■ Written instruction: Count how many lines in the rows below contain the string "covered", and give only that number.

Records:
------------
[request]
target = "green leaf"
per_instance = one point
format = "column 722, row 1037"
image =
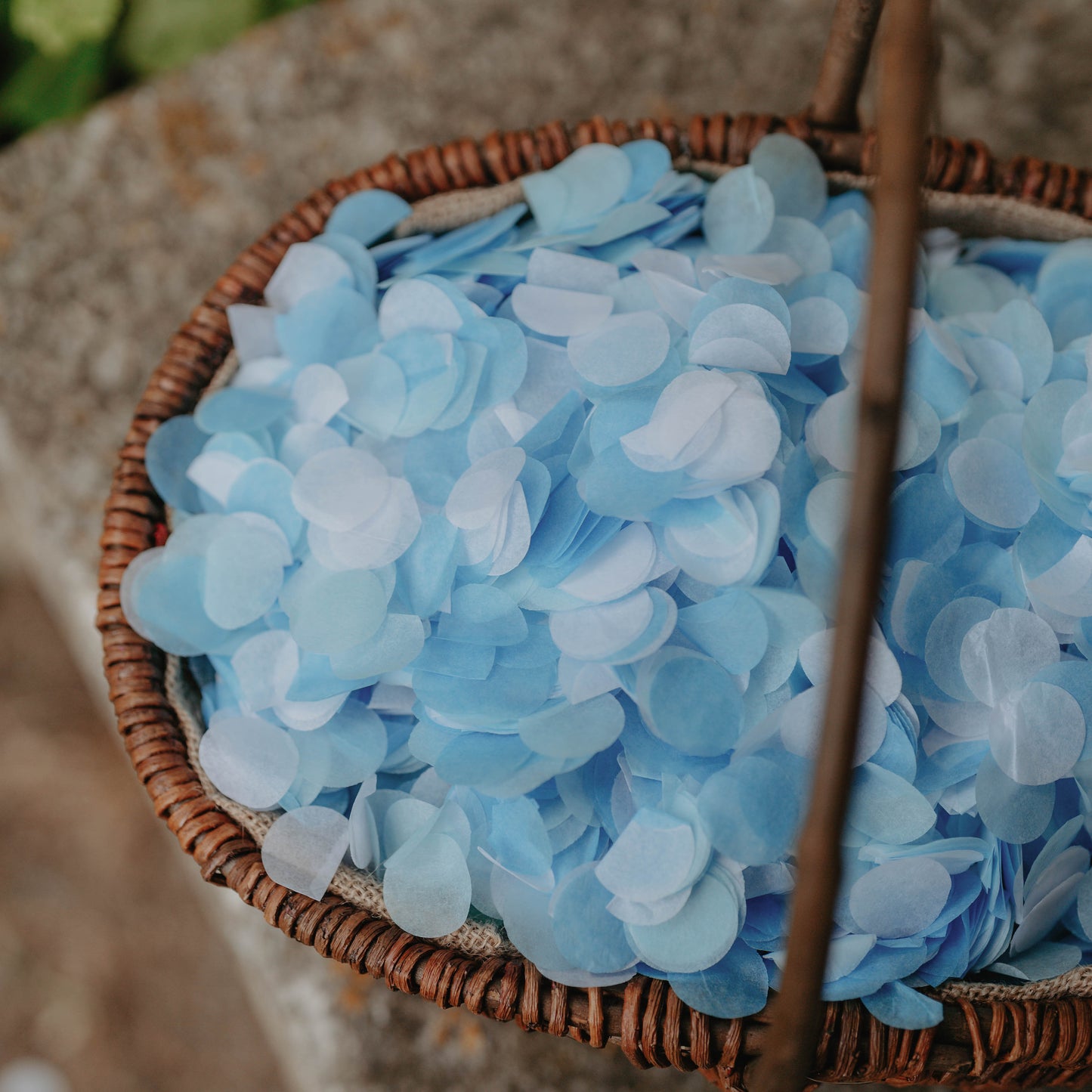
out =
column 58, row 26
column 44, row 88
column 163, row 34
------------
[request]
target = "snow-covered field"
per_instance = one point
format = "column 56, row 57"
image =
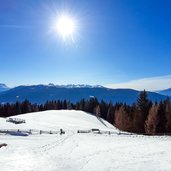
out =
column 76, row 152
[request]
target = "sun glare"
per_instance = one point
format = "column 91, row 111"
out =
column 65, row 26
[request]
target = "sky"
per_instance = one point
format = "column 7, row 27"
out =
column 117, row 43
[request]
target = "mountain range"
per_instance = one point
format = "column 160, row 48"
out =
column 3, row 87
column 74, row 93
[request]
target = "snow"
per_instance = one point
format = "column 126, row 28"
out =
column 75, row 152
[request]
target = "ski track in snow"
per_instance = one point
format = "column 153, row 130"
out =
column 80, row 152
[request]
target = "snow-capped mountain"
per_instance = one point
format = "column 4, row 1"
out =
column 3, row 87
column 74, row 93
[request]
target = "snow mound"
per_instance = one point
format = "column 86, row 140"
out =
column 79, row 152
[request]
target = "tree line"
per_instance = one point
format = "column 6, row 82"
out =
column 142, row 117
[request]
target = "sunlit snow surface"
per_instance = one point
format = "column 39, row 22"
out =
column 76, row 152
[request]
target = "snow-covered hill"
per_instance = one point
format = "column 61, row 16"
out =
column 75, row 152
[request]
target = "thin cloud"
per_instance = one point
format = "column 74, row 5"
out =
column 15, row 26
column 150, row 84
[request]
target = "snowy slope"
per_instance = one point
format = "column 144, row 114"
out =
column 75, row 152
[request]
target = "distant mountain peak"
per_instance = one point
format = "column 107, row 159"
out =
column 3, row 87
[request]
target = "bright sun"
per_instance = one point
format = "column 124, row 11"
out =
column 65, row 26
------------
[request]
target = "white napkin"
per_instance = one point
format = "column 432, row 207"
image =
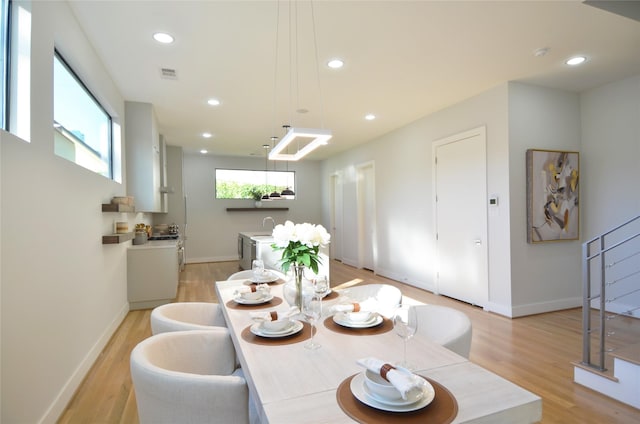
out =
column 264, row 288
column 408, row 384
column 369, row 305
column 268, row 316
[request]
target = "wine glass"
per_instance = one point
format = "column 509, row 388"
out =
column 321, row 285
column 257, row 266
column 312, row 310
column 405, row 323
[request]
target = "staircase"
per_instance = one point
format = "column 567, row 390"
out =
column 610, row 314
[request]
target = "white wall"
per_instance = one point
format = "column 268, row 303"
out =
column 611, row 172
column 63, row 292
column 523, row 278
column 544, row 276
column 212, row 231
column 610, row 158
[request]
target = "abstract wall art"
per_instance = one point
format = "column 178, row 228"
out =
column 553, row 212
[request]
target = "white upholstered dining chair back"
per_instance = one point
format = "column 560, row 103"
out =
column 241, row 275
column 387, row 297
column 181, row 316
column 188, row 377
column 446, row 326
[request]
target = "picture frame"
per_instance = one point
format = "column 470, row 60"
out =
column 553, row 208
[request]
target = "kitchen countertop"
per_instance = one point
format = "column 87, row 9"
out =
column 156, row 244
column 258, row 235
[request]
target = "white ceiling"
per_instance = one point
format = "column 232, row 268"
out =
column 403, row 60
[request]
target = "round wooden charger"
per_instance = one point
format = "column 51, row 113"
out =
------------
■ Exercise output: 2